**The exercise:** Rewrite all of the records below as a two-column CSV with the header columns "text" and "answer", one row per record. Put each record's text and its answer in their own quoted field, and replace line breaks with spaces.

Stored items from a collection

• • • • •

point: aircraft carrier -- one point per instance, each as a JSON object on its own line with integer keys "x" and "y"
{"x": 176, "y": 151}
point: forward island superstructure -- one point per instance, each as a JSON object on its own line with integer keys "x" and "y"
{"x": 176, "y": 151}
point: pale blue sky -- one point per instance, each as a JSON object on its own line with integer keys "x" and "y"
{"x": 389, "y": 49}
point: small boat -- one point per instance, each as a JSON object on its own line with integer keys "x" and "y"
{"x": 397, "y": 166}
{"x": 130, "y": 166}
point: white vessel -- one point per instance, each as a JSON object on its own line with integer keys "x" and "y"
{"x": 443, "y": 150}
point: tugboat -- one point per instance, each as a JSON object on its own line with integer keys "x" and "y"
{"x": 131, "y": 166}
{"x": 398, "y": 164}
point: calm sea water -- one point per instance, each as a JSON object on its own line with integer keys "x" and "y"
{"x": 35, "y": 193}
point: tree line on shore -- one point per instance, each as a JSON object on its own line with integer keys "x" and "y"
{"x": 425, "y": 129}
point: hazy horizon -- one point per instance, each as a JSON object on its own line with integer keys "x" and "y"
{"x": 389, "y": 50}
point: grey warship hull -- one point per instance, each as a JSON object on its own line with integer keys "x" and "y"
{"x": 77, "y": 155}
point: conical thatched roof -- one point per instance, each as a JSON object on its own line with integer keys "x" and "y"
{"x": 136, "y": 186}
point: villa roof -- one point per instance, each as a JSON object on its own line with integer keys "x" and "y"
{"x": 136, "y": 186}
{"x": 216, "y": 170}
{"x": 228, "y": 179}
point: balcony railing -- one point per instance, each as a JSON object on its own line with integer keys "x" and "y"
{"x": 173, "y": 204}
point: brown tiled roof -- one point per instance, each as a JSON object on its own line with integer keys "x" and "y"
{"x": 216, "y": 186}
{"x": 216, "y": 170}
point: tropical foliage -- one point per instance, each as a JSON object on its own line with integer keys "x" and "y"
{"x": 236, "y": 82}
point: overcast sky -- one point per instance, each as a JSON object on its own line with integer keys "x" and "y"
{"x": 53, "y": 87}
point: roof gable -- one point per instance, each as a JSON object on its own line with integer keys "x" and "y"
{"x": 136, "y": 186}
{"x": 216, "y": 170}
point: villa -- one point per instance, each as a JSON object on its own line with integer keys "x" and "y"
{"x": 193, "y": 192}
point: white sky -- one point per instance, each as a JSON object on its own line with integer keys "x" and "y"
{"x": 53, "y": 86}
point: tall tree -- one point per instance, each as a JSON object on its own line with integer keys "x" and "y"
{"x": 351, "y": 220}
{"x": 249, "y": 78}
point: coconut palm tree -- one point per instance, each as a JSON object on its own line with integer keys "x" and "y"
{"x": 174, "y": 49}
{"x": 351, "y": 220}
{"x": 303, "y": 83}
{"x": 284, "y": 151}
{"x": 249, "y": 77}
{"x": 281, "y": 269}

• • • • •

**Response to this exercise:**
text,answer
"point: aircraft carrier -- one point per instance, each as a JSON object on its own line with integer keys ""x"" and ""y""","{""x"": 176, ""y"": 151}"
"point: forward island superstructure -- one point per instance, each as a JSON object on its own line with integer keys ""x"" and ""y""","{""x"": 176, ""y"": 151}"
"point: pale blue sky -- one point per instance, each as a JSON object on its own line with integer keys ""x"" and ""y""","{""x"": 389, ""y"": 49}"
"point: small boat -- one point per instance, each as a JSON object on its own line with integer keys ""x"" and ""y""","{""x"": 397, ""y"": 166} {""x"": 130, ""y"": 166}"
"point: white vessel -- one point per instance, each as a JSON object on its own line with integer keys ""x"" and ""y""","{""x"": 443, ""y"": 150}"
"point: tugboat -- one point per instance, each as a JSON object on its own line with integer keys ""x"" and ""y""","{""x"": 131, ""y"": 166} {""x"": 398, ""y"": 164}"
"point: calm sea water -- one point per instance, each as a JSON object on its own line with integer keys ""x"" and ""y""","{""x"": 35, ""y"": 193}"
"point: tree line on shore -- one point per instance, each as a JSON object on its own line with integer keys ""x"" and ""y""","{""x"": 425, ""y"": 129}"
"point: hazy horizon -- one point per instance, each as a JSON object on its own line with integer keys ""x"" and ""y""","{""x"": 389, ""y"": 50}"
"point: grey warship hull -- one point per instance, each as a JSON object on its own line with integer keys ""x"" and ""y""","{""x"": 77, ""y"": 155}"
"point: conical thatched roof -- one point per instance, each as a JSON object on its own line with integer keys ""x"" and ""y""","{""x"": 136, ""y"": 186}"
"point: villa roof -- one point per instance, each as a JSON object on its own line with integer keys ""x"" and ""y""","{""x"": 136, ""y"": 186} {""x"": 216, ""y"": 170} {""x"": 228, ""y"": 179}"
"point: balcony railing -- one point per instance, each as a JSON object on its own line with integer keys ""x"" and ""y""","{""x"": 173, ""y"": 204}"
"point: brown tiled roof -- one point per instance, each as a JSON object on its own line with integer keys ""x"" and ""y""","{""x"": 216, ""y"": 186} {""x"": 216, ""y"": 170}"
"point: tropical foliage -- one point per instance, each as a JSON object on its own line with integer keys ""x"" and ""y""","{""x"": 236, ""y"": 82}"
"point: overcast sky -- one point per instance, each as a JSON object on its own line with integer keys ""x"" and ""y""","{""x"": 53, ""y"": 87}"
"point: roof gable -- one point per instance, each as a JSON object on its own line with integer keys ""x"" and ""y""","{""x"": 136, ""y"": 186} {""x"": 216, ""y"": 170}"
"point: villa -- one point per instance, each as a JSON object on its own line with integer keys ""x"" and ""y""","{""x"": 193, ""y"": 192}"
"point: white sky -- one point per instance, each as a JSON object on its own line with integer keys ""x"" and ""y""","{""x"": 53, ""y"": 86}"
"point: tall tree -- one point per instance, each as a JSON object on its own line with integer keys ""x"" and ""y""","{""x"": 351, ""y"": 220} {""x"": 249, ""y"": 78}"
"point: coconut palm tree -- one point per instance, each as a JSON object on its own line with integer keys ""x"" and ""y""","{""x"": 174, ""y"": 49} {""x"": 351, ""y"": 220} {""x"": 303, ""y"": 83} {""x"": 284, ""y"": 151} {""x"": 249, ""y"": 77} {""x"": 281, ""y"": 269}"